> **Raw records**
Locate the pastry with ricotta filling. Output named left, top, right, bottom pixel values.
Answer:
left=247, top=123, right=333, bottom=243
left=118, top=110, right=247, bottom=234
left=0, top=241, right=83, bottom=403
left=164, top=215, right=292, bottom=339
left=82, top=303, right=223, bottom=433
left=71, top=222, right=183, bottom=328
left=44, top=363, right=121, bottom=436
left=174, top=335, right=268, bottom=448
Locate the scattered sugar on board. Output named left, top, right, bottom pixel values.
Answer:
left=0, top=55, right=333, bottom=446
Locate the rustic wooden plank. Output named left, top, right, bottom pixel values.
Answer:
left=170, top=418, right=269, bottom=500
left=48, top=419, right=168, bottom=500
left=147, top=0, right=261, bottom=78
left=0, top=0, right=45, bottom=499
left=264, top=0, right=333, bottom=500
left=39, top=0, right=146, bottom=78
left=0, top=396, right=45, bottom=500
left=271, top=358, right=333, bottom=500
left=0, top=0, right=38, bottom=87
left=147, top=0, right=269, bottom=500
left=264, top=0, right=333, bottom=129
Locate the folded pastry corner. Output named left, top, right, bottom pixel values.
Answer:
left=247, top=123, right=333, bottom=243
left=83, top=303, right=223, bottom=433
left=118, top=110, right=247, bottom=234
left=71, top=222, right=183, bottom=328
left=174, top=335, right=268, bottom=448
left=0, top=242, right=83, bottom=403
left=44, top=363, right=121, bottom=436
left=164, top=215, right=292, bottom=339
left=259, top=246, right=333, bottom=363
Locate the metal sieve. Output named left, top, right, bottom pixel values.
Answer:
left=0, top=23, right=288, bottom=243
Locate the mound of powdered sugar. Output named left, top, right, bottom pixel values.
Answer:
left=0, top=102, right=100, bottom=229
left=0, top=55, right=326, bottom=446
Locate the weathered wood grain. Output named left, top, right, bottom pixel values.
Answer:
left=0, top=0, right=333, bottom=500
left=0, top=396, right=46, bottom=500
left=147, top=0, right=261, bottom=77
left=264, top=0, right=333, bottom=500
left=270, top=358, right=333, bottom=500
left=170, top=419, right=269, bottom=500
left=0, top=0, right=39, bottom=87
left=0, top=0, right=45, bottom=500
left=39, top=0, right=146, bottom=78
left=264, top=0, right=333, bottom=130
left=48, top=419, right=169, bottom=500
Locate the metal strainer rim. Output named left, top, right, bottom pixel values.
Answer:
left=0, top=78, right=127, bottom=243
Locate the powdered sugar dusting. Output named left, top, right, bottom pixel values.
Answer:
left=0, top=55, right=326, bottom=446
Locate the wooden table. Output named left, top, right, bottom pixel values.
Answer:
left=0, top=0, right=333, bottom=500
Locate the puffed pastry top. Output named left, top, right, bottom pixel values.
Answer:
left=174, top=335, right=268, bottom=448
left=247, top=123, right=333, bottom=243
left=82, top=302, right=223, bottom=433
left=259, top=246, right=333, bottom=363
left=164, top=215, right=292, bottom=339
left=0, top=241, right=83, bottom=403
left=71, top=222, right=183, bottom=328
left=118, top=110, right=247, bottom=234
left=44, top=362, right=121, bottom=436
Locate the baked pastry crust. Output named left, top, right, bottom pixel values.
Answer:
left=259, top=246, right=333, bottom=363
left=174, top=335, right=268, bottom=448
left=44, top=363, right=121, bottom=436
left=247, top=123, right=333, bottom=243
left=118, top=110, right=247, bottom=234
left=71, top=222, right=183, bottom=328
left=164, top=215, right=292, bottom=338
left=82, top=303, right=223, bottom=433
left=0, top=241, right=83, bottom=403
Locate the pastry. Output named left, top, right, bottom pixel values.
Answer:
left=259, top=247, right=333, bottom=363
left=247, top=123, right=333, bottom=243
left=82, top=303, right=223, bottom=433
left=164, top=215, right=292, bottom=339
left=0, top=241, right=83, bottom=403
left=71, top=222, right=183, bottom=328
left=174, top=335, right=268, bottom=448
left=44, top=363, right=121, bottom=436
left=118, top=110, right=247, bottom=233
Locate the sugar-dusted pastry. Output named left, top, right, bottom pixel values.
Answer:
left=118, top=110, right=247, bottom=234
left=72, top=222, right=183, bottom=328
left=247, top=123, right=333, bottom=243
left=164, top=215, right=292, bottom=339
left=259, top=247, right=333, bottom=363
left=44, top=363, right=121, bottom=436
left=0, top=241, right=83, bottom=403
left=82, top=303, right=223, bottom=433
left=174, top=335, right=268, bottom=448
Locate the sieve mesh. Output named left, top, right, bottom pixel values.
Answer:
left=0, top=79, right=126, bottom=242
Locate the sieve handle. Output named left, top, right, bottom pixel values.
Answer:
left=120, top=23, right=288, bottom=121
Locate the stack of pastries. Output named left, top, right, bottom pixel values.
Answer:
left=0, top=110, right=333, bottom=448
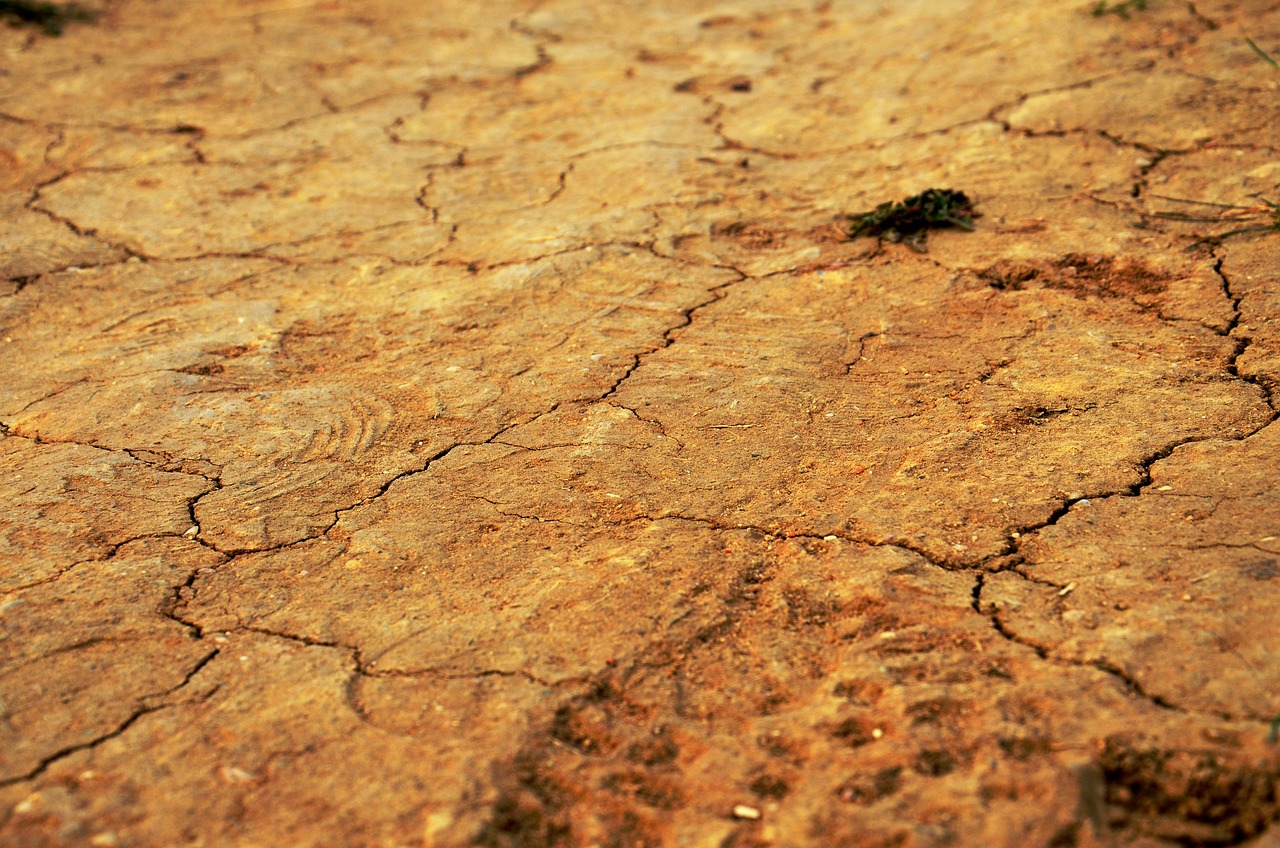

> **Stated task**
Count the lines in the items above that contain the string "powdered", matching case exactly, and give only the number.

> **Solution for this problem**
2